Many population genomics studies use methods that provide a reduced representation of the genome, for example RADseq or UCEs. Targeting a subset of the genome reduces the cost of sequencing and makes data analyses less computationally intensive. In their recent Molecular Ecology paper, De Wit, Pespeni, and Palumbi (2015) suggest using expressed gene sequences (i.e. transcriptomic data) as a reduced representation method for population genomic studies. The review walks through the strengths (greater accuracy of functional annotation) and weaknesses (potential biases such as allele-specific expression) of this approach.

This review summarizes current methods, identifies ways that using expressed sequence data benefits population genomic inference, and explores how current practitioners evaluate and overcome challenges that are commonly encountered. We focus particularly on the additional power of functional analysis provided by expressed sequence data and how these analyses push beyond allele pattern data available from non-function genomic approaches.

The review contains sections on 1) assembly quality, 2) marker development and genotyping after assembling the transcriptome, and 3) applications of expressed sequence datasets. Based on a summary of the current literature, the authors also provide a “best-practice” pipeline that starts with experimental design and sequencing platform choice and moves to raw data quality control, transcriptome assembly and evaluation, ending with a reference transcriptome ready for SNP discovery. Below I will highlight a few points I found to be interesting or useful from each section and conclude with a few new questions the review raised in my mind.

Assembly quality

Poorly assembled transcriptomes can result in the creation of false SNPs, where nucleotide differences in paralogous sequences are mistaken for polymorphisms, and the omission of real SNPs if allelic differences are considered as belonging to two separate genes instead of one. These errors can be reduced using tBLASTn searches querying your translated sequences against a high quality protein database from a closely related species, which will reveal incorrectly collapsed contigs when multiple orthologous proteins from the reference match a single collapsed contig. In the absence of a well annotated reference, the authors suggest a conservative approach that keeps allelic variants as separate “genes.” This will reduce the number of false positives, albeit at the expense of potentially missing real SNPs.

Normalizing libraries to correct for extremely highly expressed genes reduces the number of sequencing errors. Normalization can be done bioinformatically after sequencing with programs such as khmer. However, the effect of digital normalization on qualitative measurements of assembly (such as percent of conserved orthologs identified) has not yet been tested. Normalizing the libraries during the library prep stages will also reduce overly expressed transcripts, thereby increasing the representation of lowly expressed and potentially interesting transcripts. However, normalization at this stage prevents the collection of quantitative information about transcript abundance making expression analyses impossible.

§ Listed entries:
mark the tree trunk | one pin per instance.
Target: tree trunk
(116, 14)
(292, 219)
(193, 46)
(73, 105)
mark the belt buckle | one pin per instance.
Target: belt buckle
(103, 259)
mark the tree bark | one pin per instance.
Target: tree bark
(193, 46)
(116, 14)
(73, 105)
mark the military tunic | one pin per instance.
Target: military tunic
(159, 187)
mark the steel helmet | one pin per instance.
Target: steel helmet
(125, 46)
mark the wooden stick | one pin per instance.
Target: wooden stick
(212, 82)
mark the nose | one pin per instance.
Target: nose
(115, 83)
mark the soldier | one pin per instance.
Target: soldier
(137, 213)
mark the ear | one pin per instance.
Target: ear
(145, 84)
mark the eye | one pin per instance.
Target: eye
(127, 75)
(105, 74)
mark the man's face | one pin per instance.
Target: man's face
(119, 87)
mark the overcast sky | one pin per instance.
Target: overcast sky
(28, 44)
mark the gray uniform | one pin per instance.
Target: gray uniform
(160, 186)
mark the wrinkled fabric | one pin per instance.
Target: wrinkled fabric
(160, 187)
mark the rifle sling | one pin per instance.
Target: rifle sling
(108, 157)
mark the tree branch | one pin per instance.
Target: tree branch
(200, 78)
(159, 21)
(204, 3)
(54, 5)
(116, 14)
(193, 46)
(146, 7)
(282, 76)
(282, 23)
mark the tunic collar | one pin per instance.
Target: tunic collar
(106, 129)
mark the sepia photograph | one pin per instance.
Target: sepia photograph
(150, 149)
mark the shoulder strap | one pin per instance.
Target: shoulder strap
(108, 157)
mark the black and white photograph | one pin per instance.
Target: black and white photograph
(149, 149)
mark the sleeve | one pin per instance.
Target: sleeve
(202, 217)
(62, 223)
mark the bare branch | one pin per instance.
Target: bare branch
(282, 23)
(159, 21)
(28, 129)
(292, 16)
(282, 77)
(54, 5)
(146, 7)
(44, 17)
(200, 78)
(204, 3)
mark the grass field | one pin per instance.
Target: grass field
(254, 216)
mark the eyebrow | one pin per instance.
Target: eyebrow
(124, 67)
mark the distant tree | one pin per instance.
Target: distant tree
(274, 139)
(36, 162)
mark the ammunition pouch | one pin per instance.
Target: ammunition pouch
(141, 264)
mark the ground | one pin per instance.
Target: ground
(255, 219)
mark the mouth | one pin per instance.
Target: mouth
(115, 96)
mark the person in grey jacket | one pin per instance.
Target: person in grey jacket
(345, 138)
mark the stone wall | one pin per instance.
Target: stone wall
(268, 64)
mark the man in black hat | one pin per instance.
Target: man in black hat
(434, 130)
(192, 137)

§ Actions to take:
**a)** Reproduce word for word the portion of the passage on transcriptome-based population genomics that starts at "This review summarizes" and runs through "non-function genomic approaches.".
**b)** Carry the passage on transcriptome-based population genomics forward, starting right after its final sentence.

§ Answers to the exercise:
**a)**
This review summarizes current methods, identifies ways that using expressed sequence data benefits population genomic inference, and explores how current practitioners evaluate and overcome challenges that are commonly encountered. We focus particularly on the additional power of functional analysis provided by expressed sequence data and how these analyses push beyond allele pattern data available from non-function genomic approaches.

**b)**
Marker development and genotyping

Population genomics studies often use pooled population-wide data to directly estimate allele frequencies. Ideally, both alleles at a given locus in a heterozygous individual would be equally represented in the data, as would each individual in a pooled sample. However, data are often skewed for technical or biological reasons, such as PCR artifacts or allele-specific expression (when one allele is more highly expressed than the other), respectively. There is currently an active debate how these factors could potentially mislead genotype estimates. De Wit et al. advocate estimating allele-specific expression before analyzing pooled data and outline several approaches to do so.

Applications

The red abalone, Haliotis rufescens, the focal taxon of De Wit et al. 2014. Photo courtesy of Kevin Lee, asnailodessey.com

The red abalone, Haliotis rufescens, the focal taxon of De Wit et al. 2014. Photo courtesy of Kevin Lee, asnailodyssey.com

 

 

 

 

 

 

 

 

 

Population genomics is often interested in finding outlier loci under selection. Selection may act on many loci within regulatory or metabolic networks in such a way that individual loci fail to meet the stringent significance thresholds of outlier tests. However, De Wit et al. point out that by testing whether loci with high Fst are non-randomly clustered into functional categories, it is possible to infer the role of selection despite the absence of individually significant loci (for examples, see Pespeni et al. 2013 and De Wit et al. 2014).

A traditional use of transcriptomic data is to examine differences in gene expression among populations, which often play a role in population divergence and local adaptation. Combining expression data (determined from read counts) with SNP genotypes (determined from read sequences) allows for the examination of the functional role of SNPs in gene expression.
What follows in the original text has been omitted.